━━ Text segment
With one public art project already in the works to be installed at the Royal Palm Beach Cultural Center, Royal Palm Beach’s Planning & Zoning Commission — which also serves as the Public Art Advisory Board — heard plans Tuesday, Jan. 10 for another piece of public art, this time at the Aldi Distribution Warehouse off State Road 7.
Artist Robert Fehre is looking forward to bringing his work called “Transcendence” to the public eye.
The proposed stainless-steel sculpture is 10 feet tall, 8 feet wide and 8 feet deep. The concrete base will expand it to 13 feet in height. It is slated to stand in front of the Aldi warehouse, located at 1131, 1141, 1151 and 1161 North State Road 7. The welded structure showcases three spires with three levels of horizontal circles in the center.
“It’s called Transcendence, which is a universal meaning of transcending into positivity and just being who you are as a person,” Fehre explained. “There is going to be lighting for the sculpture. There are going to be three lights to light up the sculpture from dusk until dawn, I believe. The proposed anchoring will be cinched down using concrete cinches. The piece will be welded.”
Fehre is a local artist with a large, welded sculpture commissioned by the City of West Palm Beach and located behind the Norton Museum of Art, where he is also a teaching artist. He also has a photographic piece as part of the permanent collection at the Orange County Convention Center.
Michael Lanford, representing R.P. Logistics LLC, was very enthusiastic about the project overall.
“It has been a great experience. I’m super excited to put this thing out here. It has been great, and I would put public art in front of all my buildings now if I could,” he said.
The commissioners were very supportive of the work and approved it unanimously. If approved by the Royal Palm Beach Village Council, fabrication will begin immediately, and installation will likely take place in June 2023.
“It looks really cool, man,” Commissioner Adam Miller said.
Commission Alternate Kara Cowser asked about public access to the site. “I really want to make sure his work gets seen by the public,” she said.
━━━━
━━ Information
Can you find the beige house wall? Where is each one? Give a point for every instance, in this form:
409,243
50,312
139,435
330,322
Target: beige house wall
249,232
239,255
━━━━
▸ **To do**:
**1)** In the sculpture article, how tall will the piece be once it sits on its concrete base?
**2)** Pick up the sculpture article right after its last sentence and keep it going.
The listing has nothing to do with what follows.

▸ **Answers for each item**:
**1)** 13 feet

**2)**
Lanford reassured the commissioners that the traffic along Aldi Way leads to another shopping center and other businesses and will certainly be in the public view.
Public Art Professional Mario Lopez Pisani returned with an update to the works of art planned for the Cultural Center. Instead of one commissioned piece and two purchased pre-existing photo collages, the village will still purchase one commissioned piece and the original American flag piece that was presented to the commissioners in December. The commissioners supported the changes.
In other business:
• During the regular Planning & Zoning Commission meeting, the board unanimously approved design updates to both the Taco Bell restaurant at 10115 Southern Blvd. and the Rooms to Go store at 161 South State Road 7. The latter is removing the existing arches and updating the façade. The new storefront will have more windows, the roof changed from barrel tile to metal, and the new colors will be white and off-white instead of the current earth tones.
• The commissioners rejected a request from a resident of Whitcombe Drive for a variance for a swimming pool to be built without the necessary rear setback — three feet instead of the required eight feet. The resident would like to build the pool to allow for aquatic therapy after having been in an accident. Village staff did not recommend approval, as it would grant special privileges. The commissioners voted 3-1 against the variance with Miller dissenting. The variance application will still be presented to the council at a future meeting.